Ringkas paragraf dalam teks tentang ABI yang diawali "Tak ada yang salah dengan ABI" dengan tetap memuat fakta-fakta utamanya.

------ Teks Bacaan

Tak ada yang salah dengan ABI. Karena seperti halnya Negeri Arsitek, ABI memiliki landasan filosofis yang sama, yaitu : Mimpi yang tak berbatas. Kohesifitas dan militansi beberapa pemujanya telah teruji oleh waktu, meskipun belakangan semakin banyak cecunguk yang numpang populer di Wahana Carpet Terbang impian ABI. Maklumlah, sebagai sebuah dunia mimpi yang tak bisa diisolir oleh sekat apapun ABI memang lebih memilih langkah sebagai selebritas daripada semangat seorang Mpu Pembuat Keris. Dan pada setiap publikasi-publikasi yang menitik beratkan pada gaung, eksistensi, popularitas, menara gading dan apapun namanya, karya selalu menjadi urutan entah ke berapa karena tertutupi oleh gaya-gaya selebritas para pemujanya.

------------
------ Informasi Tersedia

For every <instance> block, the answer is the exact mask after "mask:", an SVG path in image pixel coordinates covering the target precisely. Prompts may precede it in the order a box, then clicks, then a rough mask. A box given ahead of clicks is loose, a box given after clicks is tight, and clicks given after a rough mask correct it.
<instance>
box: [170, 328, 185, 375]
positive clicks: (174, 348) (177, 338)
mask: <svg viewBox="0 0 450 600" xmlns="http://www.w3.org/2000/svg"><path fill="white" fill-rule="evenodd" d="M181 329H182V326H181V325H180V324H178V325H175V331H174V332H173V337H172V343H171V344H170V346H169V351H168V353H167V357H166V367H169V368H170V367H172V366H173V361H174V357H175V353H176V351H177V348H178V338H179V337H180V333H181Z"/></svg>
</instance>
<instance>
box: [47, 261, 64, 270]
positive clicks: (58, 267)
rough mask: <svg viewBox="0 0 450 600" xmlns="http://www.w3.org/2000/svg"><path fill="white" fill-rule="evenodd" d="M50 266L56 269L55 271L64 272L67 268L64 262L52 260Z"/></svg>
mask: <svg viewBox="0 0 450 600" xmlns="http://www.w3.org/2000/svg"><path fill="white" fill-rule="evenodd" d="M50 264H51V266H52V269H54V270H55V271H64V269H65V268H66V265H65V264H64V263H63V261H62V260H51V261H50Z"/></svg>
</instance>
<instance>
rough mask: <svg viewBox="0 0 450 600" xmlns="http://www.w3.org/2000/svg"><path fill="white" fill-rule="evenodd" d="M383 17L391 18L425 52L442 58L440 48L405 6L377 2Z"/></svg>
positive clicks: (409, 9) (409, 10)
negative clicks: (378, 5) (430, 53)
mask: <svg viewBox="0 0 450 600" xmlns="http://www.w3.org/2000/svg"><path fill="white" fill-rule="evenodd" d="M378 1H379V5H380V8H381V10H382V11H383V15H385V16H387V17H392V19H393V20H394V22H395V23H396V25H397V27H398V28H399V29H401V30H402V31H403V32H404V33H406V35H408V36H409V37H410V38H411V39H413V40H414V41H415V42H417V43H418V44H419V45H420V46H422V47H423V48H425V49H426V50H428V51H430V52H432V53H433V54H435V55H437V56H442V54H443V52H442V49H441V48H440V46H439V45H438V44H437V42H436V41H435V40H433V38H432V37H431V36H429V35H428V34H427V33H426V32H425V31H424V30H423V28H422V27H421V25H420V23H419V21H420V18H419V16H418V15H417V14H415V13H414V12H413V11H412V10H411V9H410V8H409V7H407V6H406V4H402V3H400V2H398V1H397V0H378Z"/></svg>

------------

§ Jawaban Latihan:
ABI tidak salah, sebab seperti Negeri Arsitek, landasan filosofisnya adalah mimpi yang tak berbatas. Kohesifitas dan militansi sebagian pemujanya sudah teruji waktu, meski kini makin banyak cecunguk yang menumpang populer di Wahana Carpet Terbang impian ABI. Sebagai dunia mimpi yang tak bisa diisolir sekat apa pun, ABI lebih memilih jalan selebritas daripada semangat Mpu Pembuat Keris. Dalam publikasi yang mengutamakan gaung, eksistensi, popularitas, dan menara gading, karya selalu berada di urutan belakang karena tertutup gaya selebritas para pemujanya.